Exercise passage ->
########################################

Skip to content

sjbrouillard/MediaProcessing

Repository files navigation

Media Processing Scripts

Automated workflow for analyzing, looking up metadata, and renaming ripped DVD/Blu-ray content.

Quick Start

# Automated workflow (recommended)
.\Start-MediaProcessing.ps1 -SourcePath "C:\DVDFab\DVDFab13\Output\Video"

The orchestration script runs all stages automatically with interactive approval.

Workflow Overview

Stage 1: Analyze     → Stage 2: Lookup    → Stage 3: Review    → Stage 4: Rename
(Metadata-First)       (Conditional APIs)    (User Confirm)       (TV/Movie)

Execution Options:

  • Start-MediaProcessing.ps1 (recommended): Automated orchestration through all stages
  • Manual stages (Scripts/1-*.ps1, Scripts/2-*.ps1, etc.): Fine-grained control for troubleshooting

Metadata Extraction Strategy

The workflow uses a metadata-first approach to minimize external API calls and improve performance:

Stage 1: Embedded Metadata Priority

Process:

  1. Scan embedded metadata using ffprobe (FFmpeg tool)

    • Extracts TITLE tag from MKV/MP4 files
    • DVDFab and similar rippers often embed proper episode info during ripping
    • Example embedded TITLE: "Babylon 5 - s02e12 - Acts of Sacrifice"

########################################

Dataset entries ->
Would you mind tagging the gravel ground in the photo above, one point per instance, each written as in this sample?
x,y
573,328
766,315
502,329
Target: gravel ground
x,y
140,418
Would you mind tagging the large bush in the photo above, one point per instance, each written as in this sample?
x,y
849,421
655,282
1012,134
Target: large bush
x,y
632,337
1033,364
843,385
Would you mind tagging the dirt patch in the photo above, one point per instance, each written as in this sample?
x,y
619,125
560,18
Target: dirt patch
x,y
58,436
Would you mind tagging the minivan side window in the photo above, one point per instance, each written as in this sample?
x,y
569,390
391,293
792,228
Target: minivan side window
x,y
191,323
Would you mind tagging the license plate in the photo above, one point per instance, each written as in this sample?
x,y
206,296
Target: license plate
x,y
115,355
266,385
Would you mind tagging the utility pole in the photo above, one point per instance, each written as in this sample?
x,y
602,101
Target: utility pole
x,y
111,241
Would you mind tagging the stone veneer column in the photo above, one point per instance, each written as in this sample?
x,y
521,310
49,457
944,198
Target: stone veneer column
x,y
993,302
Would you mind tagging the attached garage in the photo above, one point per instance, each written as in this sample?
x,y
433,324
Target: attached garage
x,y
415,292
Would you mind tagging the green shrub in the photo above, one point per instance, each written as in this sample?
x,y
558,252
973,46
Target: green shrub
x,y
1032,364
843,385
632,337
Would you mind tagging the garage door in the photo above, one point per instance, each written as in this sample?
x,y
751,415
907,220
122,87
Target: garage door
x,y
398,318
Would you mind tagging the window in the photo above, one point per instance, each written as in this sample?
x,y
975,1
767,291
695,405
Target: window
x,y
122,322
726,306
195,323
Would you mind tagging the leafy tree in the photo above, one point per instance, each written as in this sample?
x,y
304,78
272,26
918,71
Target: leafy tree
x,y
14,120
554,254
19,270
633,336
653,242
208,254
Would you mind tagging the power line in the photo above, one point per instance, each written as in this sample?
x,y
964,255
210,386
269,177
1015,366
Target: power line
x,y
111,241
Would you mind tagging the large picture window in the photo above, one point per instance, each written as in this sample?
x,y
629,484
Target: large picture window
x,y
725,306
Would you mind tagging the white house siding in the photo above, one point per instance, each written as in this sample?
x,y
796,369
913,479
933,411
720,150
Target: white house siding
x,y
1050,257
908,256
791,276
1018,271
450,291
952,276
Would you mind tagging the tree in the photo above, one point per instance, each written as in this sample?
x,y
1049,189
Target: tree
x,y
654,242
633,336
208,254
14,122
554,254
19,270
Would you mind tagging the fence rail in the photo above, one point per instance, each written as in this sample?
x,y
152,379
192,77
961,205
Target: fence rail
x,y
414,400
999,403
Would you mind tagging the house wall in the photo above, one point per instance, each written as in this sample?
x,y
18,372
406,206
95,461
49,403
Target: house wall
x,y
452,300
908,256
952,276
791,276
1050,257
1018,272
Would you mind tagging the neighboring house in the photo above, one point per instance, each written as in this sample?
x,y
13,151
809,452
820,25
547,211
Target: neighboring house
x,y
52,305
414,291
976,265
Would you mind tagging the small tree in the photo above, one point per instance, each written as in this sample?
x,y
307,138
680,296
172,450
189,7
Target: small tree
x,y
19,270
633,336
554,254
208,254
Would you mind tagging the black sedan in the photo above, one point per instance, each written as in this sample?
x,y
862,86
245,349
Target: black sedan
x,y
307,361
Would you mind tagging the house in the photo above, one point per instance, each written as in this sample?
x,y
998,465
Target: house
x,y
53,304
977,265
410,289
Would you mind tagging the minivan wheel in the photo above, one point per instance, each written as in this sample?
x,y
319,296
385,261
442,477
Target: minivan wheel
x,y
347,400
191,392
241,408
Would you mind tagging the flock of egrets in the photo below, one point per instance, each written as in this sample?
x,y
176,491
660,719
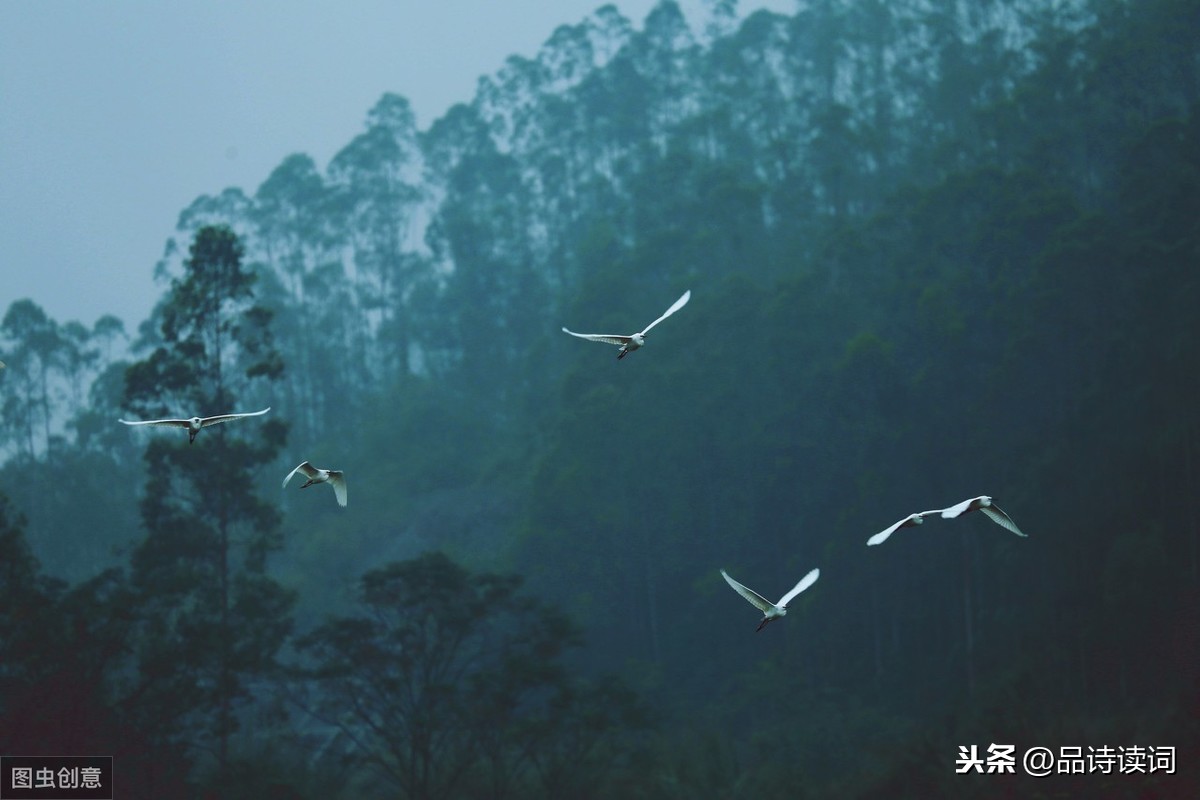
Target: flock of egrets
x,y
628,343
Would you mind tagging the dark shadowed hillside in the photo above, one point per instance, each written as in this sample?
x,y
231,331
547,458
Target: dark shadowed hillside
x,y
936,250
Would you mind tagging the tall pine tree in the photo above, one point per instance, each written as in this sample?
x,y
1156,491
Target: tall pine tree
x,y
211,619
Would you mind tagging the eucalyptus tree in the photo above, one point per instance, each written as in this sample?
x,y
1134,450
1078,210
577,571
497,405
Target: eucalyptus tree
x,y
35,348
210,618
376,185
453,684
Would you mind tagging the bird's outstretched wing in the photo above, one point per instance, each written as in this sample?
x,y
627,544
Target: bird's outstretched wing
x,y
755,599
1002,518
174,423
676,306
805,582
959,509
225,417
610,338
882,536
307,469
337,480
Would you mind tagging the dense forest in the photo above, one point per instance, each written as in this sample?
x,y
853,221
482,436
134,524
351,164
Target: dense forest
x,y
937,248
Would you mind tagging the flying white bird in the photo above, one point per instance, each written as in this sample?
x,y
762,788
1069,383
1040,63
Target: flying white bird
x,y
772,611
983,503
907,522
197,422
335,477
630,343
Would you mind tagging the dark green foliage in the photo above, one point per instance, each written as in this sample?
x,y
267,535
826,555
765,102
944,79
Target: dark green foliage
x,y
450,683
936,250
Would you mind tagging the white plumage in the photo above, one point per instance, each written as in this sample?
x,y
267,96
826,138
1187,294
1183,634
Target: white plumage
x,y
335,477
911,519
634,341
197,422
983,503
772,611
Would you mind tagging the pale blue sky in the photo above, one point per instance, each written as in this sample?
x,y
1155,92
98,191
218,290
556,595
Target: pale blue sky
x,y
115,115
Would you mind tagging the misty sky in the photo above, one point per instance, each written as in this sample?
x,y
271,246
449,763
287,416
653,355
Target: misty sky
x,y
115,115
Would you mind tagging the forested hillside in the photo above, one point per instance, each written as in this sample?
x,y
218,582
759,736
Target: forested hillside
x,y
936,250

########################################

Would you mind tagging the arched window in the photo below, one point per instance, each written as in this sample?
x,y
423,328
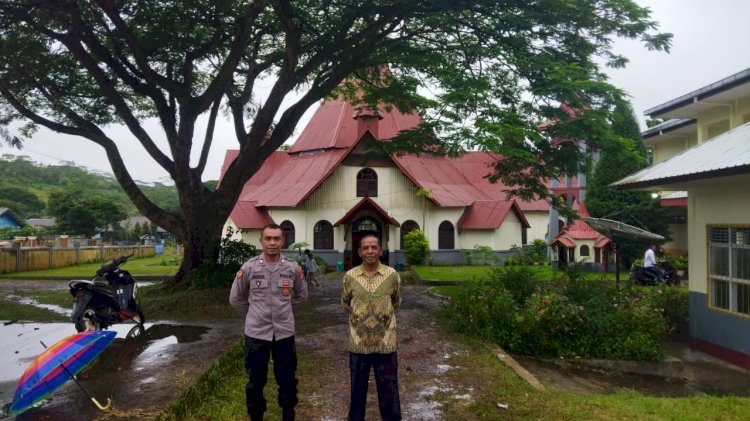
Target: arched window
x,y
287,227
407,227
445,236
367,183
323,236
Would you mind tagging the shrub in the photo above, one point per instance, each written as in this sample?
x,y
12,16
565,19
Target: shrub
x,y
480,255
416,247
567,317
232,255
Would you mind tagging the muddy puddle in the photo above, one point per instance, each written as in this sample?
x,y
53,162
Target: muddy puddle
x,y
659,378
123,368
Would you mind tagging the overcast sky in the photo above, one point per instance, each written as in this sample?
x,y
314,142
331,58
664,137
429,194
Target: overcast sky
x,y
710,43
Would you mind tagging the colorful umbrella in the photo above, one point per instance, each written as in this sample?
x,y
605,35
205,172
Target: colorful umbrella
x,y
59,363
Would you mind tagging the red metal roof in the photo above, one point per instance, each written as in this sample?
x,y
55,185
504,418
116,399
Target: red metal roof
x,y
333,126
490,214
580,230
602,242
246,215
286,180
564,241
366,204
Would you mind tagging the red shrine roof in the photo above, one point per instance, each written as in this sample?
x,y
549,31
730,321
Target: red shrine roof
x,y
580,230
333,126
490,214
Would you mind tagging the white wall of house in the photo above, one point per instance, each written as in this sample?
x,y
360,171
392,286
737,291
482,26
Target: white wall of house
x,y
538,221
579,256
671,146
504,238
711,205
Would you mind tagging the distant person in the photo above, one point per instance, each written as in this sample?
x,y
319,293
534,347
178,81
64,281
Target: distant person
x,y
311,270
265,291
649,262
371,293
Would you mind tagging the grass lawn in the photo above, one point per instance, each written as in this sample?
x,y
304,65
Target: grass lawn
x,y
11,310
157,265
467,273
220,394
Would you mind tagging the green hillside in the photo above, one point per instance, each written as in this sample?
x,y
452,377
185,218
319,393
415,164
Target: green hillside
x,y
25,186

########################################

Tasks to perform ->
1. Rewrite the Media Processing Scripts page starting at "The workflow uses" and stopping after "ffprobe (FFmpeg tool)", renaming "ffprobe" to "mediainfo".
2. Answer these questions from the Media Processing Scripts page:
(a) Which tool scans the embedded metadata in Stage 1?
(b) What is Stage 3 of the workflow called?
(c) Which script is recommended for running the workflow?
Work only from the Media Processing Scripts page.

Set of answers ->
1.
The workflow uses a metadata-first approach to minimize external API calls and improve performance:

Stage 1: Embedded Metadata Priority

Process:

  1. Scan embedded metadata using mediainfo (FFmpeg tool)

2.
(a) ffprobe (an FFmpeg tool)
(b) Review (User Confirm)
(c) Start-MediaProcessing.ps1